Exercise instructions:
• A. Reproduce the passage of the patent text on cycles in inference graphs, starting with "These include three" and going on through "combination rules.".
• B. Continue the patent text on cycles in inference graphs from the point where it stops.

Rather, the real reason lies in the determination process of
hypothetical causal entities. In other words, misidentified
hypotheses or granularity mistakes made during determination of
hypotheses create conditions of cyclic causality graphs.
Complicated causality models or multiple authors make it difficult
to see these mistakes.
[0067] Referring to FIG. 15a, an exemplary inference graph
including cycles is depicted. The graph includes nodes "a" 1510,
"b" 1520, "c" 1530, "d" 1540, "e" 1550, "f" 1560, "g" 1570, and "h"
1580. A directed graph is called strongly connected if for every
pair of vertices "u" and "v" there is a path from "u" to v" and a
path from "v" to "u." The strongly connected components (SCC) of a
directed graph are its maximal strongly connected sub-graphs. These
form a partition of the graph. Here, "a" 1510, "b" 1520, and "e"
1550 are strongly connected components, which together form a
cycle, because there is a connection from "a" 1510 to "b" 1520 and
a connection from "b" 1520 to "a" 1510 (e.g., node "b"
1520->node "e" 1550->node "a" 1510). All strongly coupled
components of the graph shown in 15a are provided in graph 15b.
These include three groups of nodes forming cycles including "abc"
1515, "cd" 1535, and "fg" 1555 as well as "h" 1580. It should be
appreciated that division component 220 from FIG. 2 or can group
the nodes forming cycles into a sub-graphs, as shown in FIG.
15b.
[0068] FIGS. 16-19 show optimization of cycles through application
of catenation and combination operations between starting and
ending nodes. Optimization is done from each start node to each end
node: p.fwdarw.r, p.fwdarw.s, q.fwdarw.r, and q.fwdarw.s. For each
optimization, a new weight is calculated based on catenation and
combination rules.
[0069] FIG. 16a is an exemplary graph including cycles. The graph
includes nodes "p" 1602, "a" 1604, "b" 1606, "r" 1608, "q" 1610,
"d" 1612, "c" 1614, and "s" 1616. Two nodes, "p" 1602 and "q" 1610,
point to a cycle formed by nodes "a" 1604, "b" 1606, "c" 1614, and
"d" 1612 and the cycle points out to two other nodes, "r" 1608 and
"s" 1616 as shown more explicitly in FIG. 16b.
[0070] There is not only one optimization for the cycle here.
Optimization is performed from each start node to each end node,
namely "p->r," "p->s," "q->r," and "q->s." FIG. 16c
shows the path for "p->s" In the end of the optimization, will
be "p->s" with new weight calculated using catenation and
combination rules as shown in FIG. 16d. The path "q->r" is shown
in FIG. 16e, which can be, optimized to simply "q->r" with new
weight calculated utilizing catenation and combination rules as
shown in FIG. 16f. Similarly, the paths for "p->r" and "q->s"

Records:
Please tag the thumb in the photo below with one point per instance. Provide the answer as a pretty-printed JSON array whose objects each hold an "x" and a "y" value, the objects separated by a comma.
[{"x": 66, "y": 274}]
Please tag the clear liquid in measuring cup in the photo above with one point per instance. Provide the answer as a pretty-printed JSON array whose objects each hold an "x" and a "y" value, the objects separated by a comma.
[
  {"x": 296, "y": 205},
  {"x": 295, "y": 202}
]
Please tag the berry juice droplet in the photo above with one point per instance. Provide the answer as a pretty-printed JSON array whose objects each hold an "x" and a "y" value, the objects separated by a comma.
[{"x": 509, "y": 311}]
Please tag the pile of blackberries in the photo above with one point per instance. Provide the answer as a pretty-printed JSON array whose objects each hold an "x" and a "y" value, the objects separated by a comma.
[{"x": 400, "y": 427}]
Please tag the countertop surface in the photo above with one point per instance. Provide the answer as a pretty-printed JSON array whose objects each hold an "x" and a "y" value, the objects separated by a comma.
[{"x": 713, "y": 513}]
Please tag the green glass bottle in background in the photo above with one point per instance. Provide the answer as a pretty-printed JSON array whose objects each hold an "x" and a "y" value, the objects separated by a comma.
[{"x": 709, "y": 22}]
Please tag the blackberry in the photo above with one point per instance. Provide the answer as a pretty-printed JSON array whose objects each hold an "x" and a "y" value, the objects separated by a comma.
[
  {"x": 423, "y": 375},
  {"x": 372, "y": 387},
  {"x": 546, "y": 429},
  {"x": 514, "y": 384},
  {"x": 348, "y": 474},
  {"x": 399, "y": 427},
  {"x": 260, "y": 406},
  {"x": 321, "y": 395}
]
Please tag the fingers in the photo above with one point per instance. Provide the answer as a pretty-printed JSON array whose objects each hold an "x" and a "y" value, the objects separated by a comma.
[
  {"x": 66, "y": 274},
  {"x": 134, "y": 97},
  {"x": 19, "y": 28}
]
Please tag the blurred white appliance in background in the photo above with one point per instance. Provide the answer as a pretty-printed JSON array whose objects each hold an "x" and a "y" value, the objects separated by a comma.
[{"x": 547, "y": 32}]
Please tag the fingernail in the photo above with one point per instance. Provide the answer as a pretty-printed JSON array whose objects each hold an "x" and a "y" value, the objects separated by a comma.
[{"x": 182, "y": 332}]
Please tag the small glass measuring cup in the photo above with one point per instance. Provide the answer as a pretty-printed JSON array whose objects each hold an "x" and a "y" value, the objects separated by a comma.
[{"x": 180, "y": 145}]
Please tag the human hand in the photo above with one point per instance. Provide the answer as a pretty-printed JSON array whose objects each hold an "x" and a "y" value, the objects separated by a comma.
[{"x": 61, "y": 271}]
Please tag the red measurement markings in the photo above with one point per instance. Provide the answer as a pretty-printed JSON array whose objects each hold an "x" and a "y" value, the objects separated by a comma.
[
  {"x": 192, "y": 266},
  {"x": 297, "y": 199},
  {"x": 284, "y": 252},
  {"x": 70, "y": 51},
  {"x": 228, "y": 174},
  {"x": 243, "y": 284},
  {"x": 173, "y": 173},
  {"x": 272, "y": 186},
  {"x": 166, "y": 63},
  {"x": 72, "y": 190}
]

Exercise answers:
• A.
These include three groups of nodes forming cycles including "abc"
1515, "cd" 1535, and "fg" 1555 as well as "h" 1580. It should be
appreciated that division component 220 from FIG. 2 or can group
the nodes forming cycles into a sub-graphs, as shown in FIG.
15b.
[0068] FIGS. 16-19 show optimization of cycles through application
of catenation and combination operations between starting and
ending nodes. Optimization is done from each start node to each end
node: p.fwdarw.r, p.fwdarw.s, q.fwdarw.r, and q.fwdarw.s. For each
optimization, a new weight is calculated based on catenation and
combination rules.

• B.
are provided in FIGS. 16g and 16h respectively. Both reduce to a
single edge with weight computed using catenation and combination
rules to produce "p->r" for path "p->r" as shown in FIG. 16i
and "q->s" for path "q->s" illustrated in FIG. 16j.
[0071] The aforementioned systems, architectures, and the like have
been described with respect to interaction between several
components. It should be appreciated that such systems and
components can include those components or sub-components specified
therein, some of the specified components or sub-components, and/or
additional components. Sub-components could also be implemented as
components communicatively coupled to other components rather than
included within parent components. Further yet, one or more
components and/or sub-components may be combined into a single
component to provide aggregate functionality. Communication between
systems, components and/or sub-components can be accomplished in
accordance with either a push and/or pull model. The components may
also interact with one or more other components not specifically
described herein for the sake of brevity, but known by those of
skill in the art.
[0072] Furthermore, as will be appreciated, various portions of the
disclosed systems above and methods below can include or consist of
artificial intelligence, machine learning, or knowledge or rule
based components, sub-components, processes, means, methodologies,
or mechanisms (e.g., support vector machines, neural networks,
expert systems, Bayesian belief networks, fuzzy logic, data fusion
engines, classifiers . . . ). Such components, inter alia, can
automate certain mechanisms or processes performed thereby to make
portions of the systems and methods more adaptive as well as
efficient and intelligent. By way of example and not limitation,
the optimization component 130 can employ such mechanism in
optimizing a causality or inference graph. For instance, based on
context information such as available processing power, the
optimization component 130 can infer perform optimization as a
function thereof.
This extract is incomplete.